Source document –
++++++
To pass the time, I’d walk to Ocean Parkway and sit alone on a bench for hours, staring at the rows of familiar brick houses, watching the endless cortège of Mercedes and Jaguars. One afternoon, a bunch of teenage Syrian girls passed by with their laminated hair and Lester’s outfits, their spray tans and gold jewelry. They were speaking SY slang and chewing gum. They sat a few benches away, and I couldn’t help but stare. They were plucked from my memory, unchanged and unretouched. They would be this way for all time, I thought, and so would I—like in mythological Hades, where nothing changes, nothing grows or dies, and all life is preserved in its undying sameness forever.
The Champ
THE APPLAUSE DIED down, the lights went up. As the audience filed out of the theatre, in the wake of ushers collecting used playbills and discarded ticket stubs, there, near the exit doors, I noticed a tiny quorum of young women no older than twenty or twenty-one. They were dressed identically, with identical hair and boots and clothes. Their stances were identical, their hands identically positioned on their hips or brushing invisible strands of hair from their identical faces with the tips of their manicured nails. They could’ve been pulled from the stage; they looked just like the girls in my play. They were huddled and whispering, until one momentarily broke from their unison and, with her eye, scanned the back of the house up the length of the raked stairs to where I sat in the last row. When she spotted me, she jerked her head and whispered something to the others and they all turned to look at me. Their looks seemed to wind together into a trebled stare, like a swarm of insects forming a single opaque black cloud.
++++++
Data excerpts –
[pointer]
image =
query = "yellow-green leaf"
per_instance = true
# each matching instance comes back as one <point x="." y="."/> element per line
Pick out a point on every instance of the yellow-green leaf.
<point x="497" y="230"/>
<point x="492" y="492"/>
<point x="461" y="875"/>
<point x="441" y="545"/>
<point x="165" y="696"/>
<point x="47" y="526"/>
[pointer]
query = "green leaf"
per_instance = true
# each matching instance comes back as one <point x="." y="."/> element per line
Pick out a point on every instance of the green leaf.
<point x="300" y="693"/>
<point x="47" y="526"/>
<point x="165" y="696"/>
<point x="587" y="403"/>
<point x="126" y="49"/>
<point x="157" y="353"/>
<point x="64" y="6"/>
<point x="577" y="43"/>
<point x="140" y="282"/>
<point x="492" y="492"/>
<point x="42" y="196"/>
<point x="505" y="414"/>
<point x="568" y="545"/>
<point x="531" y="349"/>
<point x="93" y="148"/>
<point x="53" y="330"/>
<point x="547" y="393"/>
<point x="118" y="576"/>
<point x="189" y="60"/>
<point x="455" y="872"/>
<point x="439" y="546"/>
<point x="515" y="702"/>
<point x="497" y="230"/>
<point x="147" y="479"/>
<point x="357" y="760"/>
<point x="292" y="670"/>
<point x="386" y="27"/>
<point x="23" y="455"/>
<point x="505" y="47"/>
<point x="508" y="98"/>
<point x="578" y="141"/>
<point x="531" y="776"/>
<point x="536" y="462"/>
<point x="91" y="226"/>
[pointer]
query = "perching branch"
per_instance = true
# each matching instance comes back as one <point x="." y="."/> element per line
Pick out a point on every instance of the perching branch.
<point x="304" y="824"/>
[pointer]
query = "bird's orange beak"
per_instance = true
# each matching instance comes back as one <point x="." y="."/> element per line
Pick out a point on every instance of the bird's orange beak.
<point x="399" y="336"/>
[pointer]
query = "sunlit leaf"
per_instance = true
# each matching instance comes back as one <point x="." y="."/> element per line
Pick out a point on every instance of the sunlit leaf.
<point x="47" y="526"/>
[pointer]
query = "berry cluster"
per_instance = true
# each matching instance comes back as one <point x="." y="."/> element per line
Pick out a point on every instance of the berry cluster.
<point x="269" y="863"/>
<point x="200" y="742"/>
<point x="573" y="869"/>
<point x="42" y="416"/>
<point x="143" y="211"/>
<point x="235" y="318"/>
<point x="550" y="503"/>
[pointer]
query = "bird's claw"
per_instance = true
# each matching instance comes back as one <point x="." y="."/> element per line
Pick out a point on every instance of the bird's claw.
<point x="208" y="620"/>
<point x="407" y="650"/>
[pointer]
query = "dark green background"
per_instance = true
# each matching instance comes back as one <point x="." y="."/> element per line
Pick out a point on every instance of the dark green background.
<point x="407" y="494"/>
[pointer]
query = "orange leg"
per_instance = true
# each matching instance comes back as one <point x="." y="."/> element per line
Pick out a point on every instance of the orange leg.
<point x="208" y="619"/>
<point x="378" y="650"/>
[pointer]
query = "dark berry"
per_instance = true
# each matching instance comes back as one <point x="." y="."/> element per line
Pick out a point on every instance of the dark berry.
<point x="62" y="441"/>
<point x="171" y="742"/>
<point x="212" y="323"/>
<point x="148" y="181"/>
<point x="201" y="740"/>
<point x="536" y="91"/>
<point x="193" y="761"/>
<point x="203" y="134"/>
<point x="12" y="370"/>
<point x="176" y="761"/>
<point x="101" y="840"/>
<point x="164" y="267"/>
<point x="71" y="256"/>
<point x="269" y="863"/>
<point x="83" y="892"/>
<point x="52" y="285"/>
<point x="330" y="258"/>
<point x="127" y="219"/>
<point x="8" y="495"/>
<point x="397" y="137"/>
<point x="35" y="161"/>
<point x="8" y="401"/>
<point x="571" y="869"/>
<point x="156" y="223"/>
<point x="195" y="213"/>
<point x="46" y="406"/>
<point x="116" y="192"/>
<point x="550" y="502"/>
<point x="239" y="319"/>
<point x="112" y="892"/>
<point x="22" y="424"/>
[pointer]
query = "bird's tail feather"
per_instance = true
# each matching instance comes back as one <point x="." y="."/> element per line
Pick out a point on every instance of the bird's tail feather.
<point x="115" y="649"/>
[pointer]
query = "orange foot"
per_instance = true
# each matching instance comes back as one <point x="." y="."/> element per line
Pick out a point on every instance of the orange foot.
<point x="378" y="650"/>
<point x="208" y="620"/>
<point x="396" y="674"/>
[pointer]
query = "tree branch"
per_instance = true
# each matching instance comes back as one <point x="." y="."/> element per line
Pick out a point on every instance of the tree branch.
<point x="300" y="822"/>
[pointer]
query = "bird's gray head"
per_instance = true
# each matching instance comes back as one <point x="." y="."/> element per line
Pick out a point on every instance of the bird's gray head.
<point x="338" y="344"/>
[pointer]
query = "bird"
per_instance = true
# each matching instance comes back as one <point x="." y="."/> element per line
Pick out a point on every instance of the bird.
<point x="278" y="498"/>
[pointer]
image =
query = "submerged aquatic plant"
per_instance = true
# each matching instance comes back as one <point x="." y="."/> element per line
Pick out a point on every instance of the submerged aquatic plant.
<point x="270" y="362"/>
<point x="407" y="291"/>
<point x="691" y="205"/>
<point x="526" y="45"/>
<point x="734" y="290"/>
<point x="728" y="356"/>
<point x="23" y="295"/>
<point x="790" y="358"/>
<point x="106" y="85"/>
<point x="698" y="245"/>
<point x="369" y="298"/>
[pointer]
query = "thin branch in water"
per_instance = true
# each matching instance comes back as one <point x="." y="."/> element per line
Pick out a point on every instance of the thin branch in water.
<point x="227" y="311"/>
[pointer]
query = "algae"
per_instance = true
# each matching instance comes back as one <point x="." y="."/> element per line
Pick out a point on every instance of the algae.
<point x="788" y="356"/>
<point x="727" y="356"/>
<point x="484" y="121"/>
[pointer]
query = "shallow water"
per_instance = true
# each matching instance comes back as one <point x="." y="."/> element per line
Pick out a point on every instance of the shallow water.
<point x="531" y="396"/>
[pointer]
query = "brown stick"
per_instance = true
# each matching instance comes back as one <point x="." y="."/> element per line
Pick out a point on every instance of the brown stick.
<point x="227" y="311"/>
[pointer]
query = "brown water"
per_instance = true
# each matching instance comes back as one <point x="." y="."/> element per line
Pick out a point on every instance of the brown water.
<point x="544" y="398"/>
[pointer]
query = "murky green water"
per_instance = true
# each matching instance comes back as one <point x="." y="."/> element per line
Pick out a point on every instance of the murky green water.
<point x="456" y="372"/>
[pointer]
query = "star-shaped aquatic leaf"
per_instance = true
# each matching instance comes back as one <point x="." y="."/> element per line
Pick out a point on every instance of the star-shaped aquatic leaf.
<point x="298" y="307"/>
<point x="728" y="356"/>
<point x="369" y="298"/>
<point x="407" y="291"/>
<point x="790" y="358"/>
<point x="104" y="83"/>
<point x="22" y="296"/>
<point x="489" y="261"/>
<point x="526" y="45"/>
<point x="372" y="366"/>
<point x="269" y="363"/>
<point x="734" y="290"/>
++++++
Written problem 1 –
Answer these about the memoir excerpt:
(a) Where did the narrator walk to sit alone on a bench?
(b) What slang were the teenage Syrian girls speaking?
(c) In which row of the theatre did the narrator sit?
Written problem 2 – Please reproduce everything in the memoir excerpt from "To pass the" down to "undying sameness forever.".
The records are unrelated to the memoir excerpt.

Full response 1 –
(a) Ocean Parkway
(b) SY slang
(c) The last row

Full response 2 –
To pass the time, I’d walk to Ocean Parkway and sit alone on a bench for hours, staring at the rows of familiar brick houses, watching the endless cortège of Mercedes and Jaguars. One afternoon, a bunch of teenage Syrian girls passed by with their laminated hair and Lester’s outfits, their spray tans and gold jewelry. They were speaking SY slang and chewing gum. They sat a few benches away, and I couldn’t help but stare. They were plucked from my memory, unchanged and unretouched. They would be this way for all time, I thought, and so would I—like in mythological Hades, where nothing changes, nothing grows or dies, and all life is preserved in its undying sameness forever.